*Data shown*
= Beginning of Section =
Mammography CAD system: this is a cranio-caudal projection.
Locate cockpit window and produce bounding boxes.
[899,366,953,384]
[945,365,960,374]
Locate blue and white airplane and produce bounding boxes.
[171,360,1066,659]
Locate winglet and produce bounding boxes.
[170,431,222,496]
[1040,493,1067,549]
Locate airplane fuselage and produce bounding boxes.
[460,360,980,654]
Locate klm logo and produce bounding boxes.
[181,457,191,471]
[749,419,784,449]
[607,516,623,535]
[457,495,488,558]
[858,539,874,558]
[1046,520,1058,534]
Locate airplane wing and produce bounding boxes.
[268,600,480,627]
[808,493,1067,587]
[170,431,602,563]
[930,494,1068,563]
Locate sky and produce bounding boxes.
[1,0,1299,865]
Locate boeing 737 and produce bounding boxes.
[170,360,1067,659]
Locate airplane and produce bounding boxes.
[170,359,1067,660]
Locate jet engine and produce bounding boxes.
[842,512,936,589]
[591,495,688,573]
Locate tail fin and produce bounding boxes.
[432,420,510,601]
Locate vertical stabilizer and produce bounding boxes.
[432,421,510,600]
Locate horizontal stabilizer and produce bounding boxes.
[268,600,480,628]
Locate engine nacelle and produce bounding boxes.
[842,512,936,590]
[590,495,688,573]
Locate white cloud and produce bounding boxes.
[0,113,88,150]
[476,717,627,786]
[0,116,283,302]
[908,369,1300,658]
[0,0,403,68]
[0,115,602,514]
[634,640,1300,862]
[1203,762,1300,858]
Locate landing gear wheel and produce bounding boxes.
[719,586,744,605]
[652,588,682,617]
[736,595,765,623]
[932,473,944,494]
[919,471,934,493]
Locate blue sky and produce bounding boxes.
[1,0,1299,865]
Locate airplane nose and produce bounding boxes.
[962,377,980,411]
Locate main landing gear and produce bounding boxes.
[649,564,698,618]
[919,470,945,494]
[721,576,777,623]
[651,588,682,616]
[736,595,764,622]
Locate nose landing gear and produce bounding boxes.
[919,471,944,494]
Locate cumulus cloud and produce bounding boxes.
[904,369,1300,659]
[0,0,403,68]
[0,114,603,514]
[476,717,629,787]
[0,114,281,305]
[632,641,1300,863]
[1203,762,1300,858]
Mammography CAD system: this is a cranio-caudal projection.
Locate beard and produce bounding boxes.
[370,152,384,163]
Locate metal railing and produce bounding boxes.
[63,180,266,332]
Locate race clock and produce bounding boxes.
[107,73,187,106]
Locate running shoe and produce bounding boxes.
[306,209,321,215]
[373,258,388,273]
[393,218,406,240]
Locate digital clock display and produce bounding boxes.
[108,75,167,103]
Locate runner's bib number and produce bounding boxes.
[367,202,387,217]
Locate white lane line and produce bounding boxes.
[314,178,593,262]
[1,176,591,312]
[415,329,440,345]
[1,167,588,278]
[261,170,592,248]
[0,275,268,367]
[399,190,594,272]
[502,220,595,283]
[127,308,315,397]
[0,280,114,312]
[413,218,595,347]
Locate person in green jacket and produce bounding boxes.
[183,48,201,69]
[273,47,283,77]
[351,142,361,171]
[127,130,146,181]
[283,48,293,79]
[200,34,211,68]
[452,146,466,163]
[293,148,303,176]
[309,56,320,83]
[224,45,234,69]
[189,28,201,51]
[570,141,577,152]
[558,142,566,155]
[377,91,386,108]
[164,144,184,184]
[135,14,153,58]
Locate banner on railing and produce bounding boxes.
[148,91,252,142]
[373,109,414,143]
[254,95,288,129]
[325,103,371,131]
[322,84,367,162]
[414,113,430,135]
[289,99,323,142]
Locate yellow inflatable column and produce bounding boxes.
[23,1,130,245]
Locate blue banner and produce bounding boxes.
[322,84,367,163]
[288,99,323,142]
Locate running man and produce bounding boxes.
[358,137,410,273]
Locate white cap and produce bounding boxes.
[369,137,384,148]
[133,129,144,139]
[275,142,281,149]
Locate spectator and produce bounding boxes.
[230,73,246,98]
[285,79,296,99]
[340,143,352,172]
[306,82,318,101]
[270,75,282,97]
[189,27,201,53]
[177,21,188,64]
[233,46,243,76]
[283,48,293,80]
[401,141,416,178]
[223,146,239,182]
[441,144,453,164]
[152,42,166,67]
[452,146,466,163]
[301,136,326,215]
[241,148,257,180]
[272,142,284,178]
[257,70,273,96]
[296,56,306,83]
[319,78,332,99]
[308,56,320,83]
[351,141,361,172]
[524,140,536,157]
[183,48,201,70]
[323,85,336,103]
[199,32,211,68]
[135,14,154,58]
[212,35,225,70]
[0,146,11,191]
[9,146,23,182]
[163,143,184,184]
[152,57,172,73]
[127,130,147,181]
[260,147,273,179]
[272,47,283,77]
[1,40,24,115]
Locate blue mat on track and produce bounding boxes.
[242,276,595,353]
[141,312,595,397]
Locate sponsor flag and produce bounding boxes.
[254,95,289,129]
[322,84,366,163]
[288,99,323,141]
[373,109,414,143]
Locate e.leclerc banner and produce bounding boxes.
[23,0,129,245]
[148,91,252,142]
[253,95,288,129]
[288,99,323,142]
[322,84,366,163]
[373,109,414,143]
= End of Section =
*Task item*
Would you repeat all of the entries exactly?

*Result of this task*
Mammography CAD system: this is a cranio-caudal projection.
Locate cockpit window and produce bounding boxes.
[899,366,953,384]
[945,365,960,374]
Locate blue and white airplane and produce bounding boxes.
[171,360,1066,659]
Locate winglet and produce bounding boxes.
[170,431,222,496]
[1040,493,1067,549]
Locate airplane fuselage and produce bounding boxes.
[460,360,980,654]
Locate klm logo and produce bounding boxes.
[181,457,191,471]
[749,419,784,449]
[607,516,623,535]
[457,495,488,558]
[858,539,874,558]
[1046,520,1058,534]
Locate airplane wing and produce bounding boxes.
[268,600,480,627]
[808,493,1067,587]
[170,431,602,563]
[930,494,1068,563]
Locate sky and produce bounding boxes.
[1,0,1299,865]
Locate boeing 737 and produce bounding boxes.
[170,360,1067,659]
Locate airplane and produce bounding boxes.
[170,359,1067,660]
Locate jet engine and produce bounding boxes.
[842,512,936,589]
[591,495,688,573]
Locate tail fin and produce bounding boxes.
[432,420,510,601]
Locate vertical stabilizer and produce bounding boxes.
[432,421,510,600]
Locate horizontal stabilizer and produce bounding boxes.
[268,600,480,628]
Locate engine nacelle and produce bounding boxes.
[842,512,936,590]
[590,495,688,573]
Locate white cloud and produce bounding boxes.
[0,113,88,150]
[476,717,627,786]
[0,116,283,302]
[908,369,1300,658]
[0,0,403,68]
[0,115,602,514]
[634,640,1300,862]
[1203,762,1300,858]
Locate landing gear wheel and produce bounding boxes.
[719,586,744,605]
[652,588,682,617]
[736,595,765,623]
[932,473,944,494]
[919,471,934,493]
Locate blue sky and produce bounding boxes.
[1,0,1299,865]
Locate airplane nose and produce bounding boxes.
[962,377,980,411]
Locate main landing gear and produce bounding boxes.
[649,564,698,618]
[919,470,945,494]
[721,576,777,623]
[651,588,682,616]
[736,595,764,622]
Locate nose landing gear and produce bounding boxes.
[919,471,944,494]
Locate cumulus cloud and produce bounding boxes.
[904,369,1300,659]
[0,0,403,68]
[0,114,603,514]
[476,717,629,787]
[0,114,281,305]
[632,641,1300,863]
[1203,762,1300,858]
Mammography CAD system: this is a cranio-caudal projection.
Locate beard and produce bounding boxes.
[370,152,384,163]
Locate metal railing and produce bounding boxes.
[63,180,266,332]
Locate race clock and produce bounding boxes.
[107,73,187,106]
Locate running shoe and produce bounding boxes.
[306,209,321,215]
[373,258,388,273]
[393,218,406,240]
Locate digital clock display and produce bounding boxes.
[108,75,167,103]
Locate runner's bib number and produce bounding boxes.
[367,202,387,217]
Locate white lane line and produce bounding boxes.
[314,178,593,262]
[1,176,591,312]
[415,329,440,345]
[1,167,588,278]
[261,170,592,248]
[0,275,268,367]
[399,190,594,272]
[502,220,595,283]
[127,308,315,397]
[0,280,114,312]
[413,218,595,347]
Locate person in green jacket and produce bounding boxes.
[183,48,201,69]
[273,47,283,77]
[351,142,361,171]
[127,130,146,181]
[283,48,293,79]
[200,34,211,68]
[452,146,466,163]
[293,148,303,176]
[309,56,320,83]
[224,45,234,69]
[189,28,201,51]
[570,141,577,152]
[558,142,566,155]
[377,91,386,108]
[164,144,184,184]
[135,14,153,58]
Locate banner on railing and produce bounding boxes.
[148,91,252,142]
[373,109,414,143]
[254,95,288,129]
[325,103,371,131]
[322,84,367,162]
[414,113,430,135]
[289,99,323,142]
Locate yellow inflatable column and produce bounding boxes.
[23,1,130,245]
Locate blue banner and produce bounding boxes.
[322,84,367,163]
[288,99,323,142]
Locate running man and produce bounding boxes.
[358,137,410,273]
Locate white cap and produce bounding boxes.
[369,137,384,148]
[133,129,144,139]
[275,142,281,149]
Locate spectator and produce bounding boxes.
[230,73,246,98]
[285,79,296,99]
[340,143,352,172]
[306,82,318,101]
[270,75,282,97]
[189,27,201,53]
[177,21,188,64]
[233,46,243,76]
[283,48,293,80]
[401,141,416,178]
[223,146,239,182]
[441,144,453,164]
[152,42,166,67]
[452,146,466,163]
[301,136,326,215]
[241,148,257,180]
[272,142,284,178]
[257,70,273,96]
[296,56,306,83]
[319,78,332,99]
[308,56,320,83]
[351,141,361,172]
[524,140,536,157]
[183,48,201,70]
[323,85,336,103]
[199,32,211,68]
[135,14,154,58]
[212,35,225,70]
[0,146,11,191]
[9,146,23,182]
[163,143,184,184]
[152,57,172,73]
[127,130,147,181]
[260,147,273,179]
[272,47,283,77]
[1,40,24,115]
Locate blue mat on track and produce bounding boxes.
[242,276,595,353]
[141,312,595,397]
Locate sponsor flag and produce bounding boxes.
[254,95,289,129]
[322,84,366,163]
[288,99,323,141]
[373,109,414,143]
Locate e.leclerc banner and produce bounding boxes.
[23,0,129,245]
[148,91,252,142]
[253,95,288,129]
[288,99,323,142]
[322,84,366,163]
[373,109,414,143]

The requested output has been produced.